### Work request
Could you restate the entries below word for word?

### Records to process
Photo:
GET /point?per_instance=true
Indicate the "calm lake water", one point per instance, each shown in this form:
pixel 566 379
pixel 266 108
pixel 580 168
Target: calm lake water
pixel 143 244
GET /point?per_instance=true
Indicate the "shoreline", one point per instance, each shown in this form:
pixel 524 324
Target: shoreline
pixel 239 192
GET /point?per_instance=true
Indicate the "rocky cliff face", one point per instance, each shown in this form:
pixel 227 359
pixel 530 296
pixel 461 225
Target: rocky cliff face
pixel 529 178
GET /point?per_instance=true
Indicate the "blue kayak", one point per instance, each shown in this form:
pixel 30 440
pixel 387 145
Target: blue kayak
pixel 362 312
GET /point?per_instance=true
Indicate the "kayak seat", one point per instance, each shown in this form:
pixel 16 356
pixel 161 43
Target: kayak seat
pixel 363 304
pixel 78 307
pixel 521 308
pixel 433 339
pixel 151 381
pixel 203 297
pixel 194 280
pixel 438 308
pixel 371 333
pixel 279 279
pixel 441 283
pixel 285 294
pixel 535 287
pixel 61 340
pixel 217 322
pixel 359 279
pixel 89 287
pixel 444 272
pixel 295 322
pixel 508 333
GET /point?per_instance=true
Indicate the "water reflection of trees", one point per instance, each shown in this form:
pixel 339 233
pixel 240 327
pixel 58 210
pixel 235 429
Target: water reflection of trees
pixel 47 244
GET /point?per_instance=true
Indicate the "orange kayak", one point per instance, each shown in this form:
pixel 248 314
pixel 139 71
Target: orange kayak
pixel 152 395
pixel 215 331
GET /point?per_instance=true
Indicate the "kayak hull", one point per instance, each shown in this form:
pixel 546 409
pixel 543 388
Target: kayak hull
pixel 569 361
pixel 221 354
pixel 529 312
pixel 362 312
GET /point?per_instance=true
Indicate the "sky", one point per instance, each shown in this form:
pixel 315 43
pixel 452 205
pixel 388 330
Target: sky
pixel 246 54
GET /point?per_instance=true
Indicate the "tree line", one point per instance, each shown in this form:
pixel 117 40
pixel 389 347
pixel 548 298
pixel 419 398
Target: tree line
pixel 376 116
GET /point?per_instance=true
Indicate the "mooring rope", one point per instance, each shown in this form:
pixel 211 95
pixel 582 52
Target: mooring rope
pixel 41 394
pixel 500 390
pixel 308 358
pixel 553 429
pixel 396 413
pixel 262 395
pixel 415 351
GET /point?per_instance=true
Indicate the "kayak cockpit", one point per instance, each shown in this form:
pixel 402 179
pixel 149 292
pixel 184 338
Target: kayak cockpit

### Answer section
Photo:
GET /point?per_instance=true
Indicate the "calm lake water", one point per instance, each shown in this form:
pixel 566 379
pixel 266 108
pixel 580 168
Target: calm lake water
pixel 143 244
GET /point?per_instance=true
Indicate the "shoreline", one point per instance, each shown in this form:
pixel 524 324
Target: shoreline
pixel 239 192
GET /point?per_instance=true
Indicate the "rocky cliff face", one point per instance, each shown in this form:
pixel 227 359
pixel 530 296
pixel 461 225
Target: rocky cliff face
pixel 529 178
GET /point?per_instance=true
Indicate the "blue kayak", one point per instance, each shown in this form:
pixel 30 440
pixel 387 145
Target: blue kayak
pixel 362 312
GET /point?per_instance=true
Indicate the "kayak seat", one point per instance, each shown in this form:
pixel 16 356
pixel 161 43
Target: kayak seat
pixel 363 304
pixel 78 307
pixel 521 308
pixel 433 339
pixel 151 381
pixel 203 297
pixel 194 280
pixel 438 308
pixel 371 333
pixel 279 279
pixel 441 283
pixel 285 294
pixel 535 287
pixel 61 340
pixel 217 322
pixel 359 279
pixel 89 287
pixel 444 272
pixel 295 322
pixel 508 333
GET /point?per_instance=true
Indicate the "water reflection of trees", one point per instance, each shown in this form:
pixel 339 233
pixel 240 327
pixel 58 210
pixel 235 429
Target: water reflection of trees
pixel 47 244
GET /point?per_instance=true
Indicate the "orange kayak", one point per instance, each shown in this form:
pixel 248 314
pixel 139 71
Target: orange kayak
pixel 152 395
pixel 215 331
GET /point?per_instance=true
Indicate the "kayak hull", one point per instance, each shown in this form:
pixel 546 409
pixel 543 388
Target: kayak hull
pixel 569 361
pixel 221 354
pixel 529 312
pixel 362 312
GET /point?per_instance=true
Indicate the "sky", one point per instance, each shown in this form:
pixel 315 43
pixel 452 205
pixel 388 330
Target: sky
pixel 246 54
GET /point?per_instance=true
Indicate the "tree line", one point per instance, each shown in this form:
pixel 117 40
pixel 389 347
pixel 548 298
pixel 419 398
Target: tree line
pixel 376 116
GET /point?per_instance=true
Indicate the "mooring rope", one point per instance, each shown in this form:
pixel 211 95
pixel 582 52
Target: mooring rope
pixel 41 394
pixel 500 390
pixel 308 358
pixel 553 429
pixel 396 413
pixel 262 395
pixel 415 351
GET /point?per_instance=true
Indicate the "kayak cockpit", one point per instance, each shown in this form:
pixel 402 179
pixel 149 292
pixel 184 338
Target: kayak cockpit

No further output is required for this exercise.